----- RECORDED INFORMATION

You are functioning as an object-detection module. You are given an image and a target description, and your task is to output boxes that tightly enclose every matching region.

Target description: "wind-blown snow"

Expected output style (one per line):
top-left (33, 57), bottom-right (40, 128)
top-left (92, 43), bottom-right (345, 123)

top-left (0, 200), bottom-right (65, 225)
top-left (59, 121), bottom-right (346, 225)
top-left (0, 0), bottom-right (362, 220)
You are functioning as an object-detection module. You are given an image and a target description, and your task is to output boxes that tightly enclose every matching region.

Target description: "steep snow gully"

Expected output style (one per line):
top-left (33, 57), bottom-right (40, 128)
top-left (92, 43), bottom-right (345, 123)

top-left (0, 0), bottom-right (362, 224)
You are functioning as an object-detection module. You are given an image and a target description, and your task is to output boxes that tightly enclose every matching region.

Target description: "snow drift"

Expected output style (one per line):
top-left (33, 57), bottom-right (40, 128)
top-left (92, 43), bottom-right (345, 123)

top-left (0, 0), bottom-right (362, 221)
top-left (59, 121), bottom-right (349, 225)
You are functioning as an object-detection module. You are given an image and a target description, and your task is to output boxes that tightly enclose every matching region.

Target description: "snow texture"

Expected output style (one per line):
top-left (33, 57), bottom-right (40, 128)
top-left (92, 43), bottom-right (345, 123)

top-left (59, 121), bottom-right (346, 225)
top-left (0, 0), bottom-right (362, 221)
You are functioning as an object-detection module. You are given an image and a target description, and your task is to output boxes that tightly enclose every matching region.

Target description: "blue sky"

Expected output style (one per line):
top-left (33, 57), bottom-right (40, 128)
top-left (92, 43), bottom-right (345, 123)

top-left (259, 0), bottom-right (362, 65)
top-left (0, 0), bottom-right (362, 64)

----------

Pull every line of the material above and reproduce each one word for word, in the same order.

You are functioning as an object-detection module. You are given an image and a target description, and your task is to output boxes that tightly enclose every matching region.

Target description: "wind-blown snow"

Expected output style (one per line):
top-left (33, 57), bottom-right (40, 128)
top-left (92, 43), bottom-right (345, 123)

top-left (0, 200), bottom-right (65, 225)
top-left (59, 121), bottom-right (346, 225)
top-left (0, 0), bottom-right (362, 220)
You are functioning as an object-detection module. You are given an image and a target description, and your task is to output boxes that tightly enclose every matching region.

Target description: "steep snow gully"

Expected output style (one per line):
top-left (33, 57), bottom-right (40, 128)
top-left (92, 43), bottom-right (345, 123)

top-left (0, 0), bottom-right (362, 224)
You are functioning as an object-detection module. You are given an image and a target description, and your task is to output boxes that tightly enclose every matching region.

Target description: "snow drift"

Expected output style (one per line):
top-left (33, 57), bottom-right (40, 128)
top-left (92, 43), bottom-right (345, 123)

top-left (0, 0), bottom-right (362, 221)
top-left (59, 121), bottom-right (349, 225)
You are functioning as an object-detection module. You are given an image and a target description, and your task is to output boxes that tightly enclose every matching region.

Target description: "snow texture"

Expected output style (one per line):
top-left (33, 57), bottom-right (40, 128)
top-left (92, 43), bottom-right (345, 123)

top-left (59, 121), bottom-right (346, 225)
top-left (0, 0), bottom-right (362, 221)
You are functioning as an object-detection module. You are given an image and a target description, and your task is to output boxes that tightly enclose every matching region.

Target description: "blue sky"

Expected output style (one per line):
top-left (33, 57), bottom-right (40, 128)
top-left (92, 43), bottom-right (345, 123)

top-left (259, 0), bottom-right (362, 65)
top-left (0, 0), bottom-right (362, 64)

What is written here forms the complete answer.